## [Exercise]
Would you retype exactly the lines from the one containing "Where can you find the man's" through the last line of the records below, and nothing else?

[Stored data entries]
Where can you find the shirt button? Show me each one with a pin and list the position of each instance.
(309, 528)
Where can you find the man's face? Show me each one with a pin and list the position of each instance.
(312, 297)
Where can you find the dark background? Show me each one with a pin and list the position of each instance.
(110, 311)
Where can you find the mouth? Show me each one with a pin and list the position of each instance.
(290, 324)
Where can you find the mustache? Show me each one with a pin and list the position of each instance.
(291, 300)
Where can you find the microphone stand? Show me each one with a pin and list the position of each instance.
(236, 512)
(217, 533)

## [Problem solution]
Where can you find the man's face? Show me each one with a pin and list the position of each instance.
(312, 297)
Where can you find the dark background? Show me each one with a pin and list the position of each instance.
(110, 311)
Where can you find the mouth? Show me each one with a pin and list the position of each instance.
(290, 324)
Where can you find the mustache? Show me each one with a pin and list the position of each instance.
(291, 300)
Where can you find the microphone stand? Show me each one with a pin and list the position of each instance.
(236, 512)
(217, 533)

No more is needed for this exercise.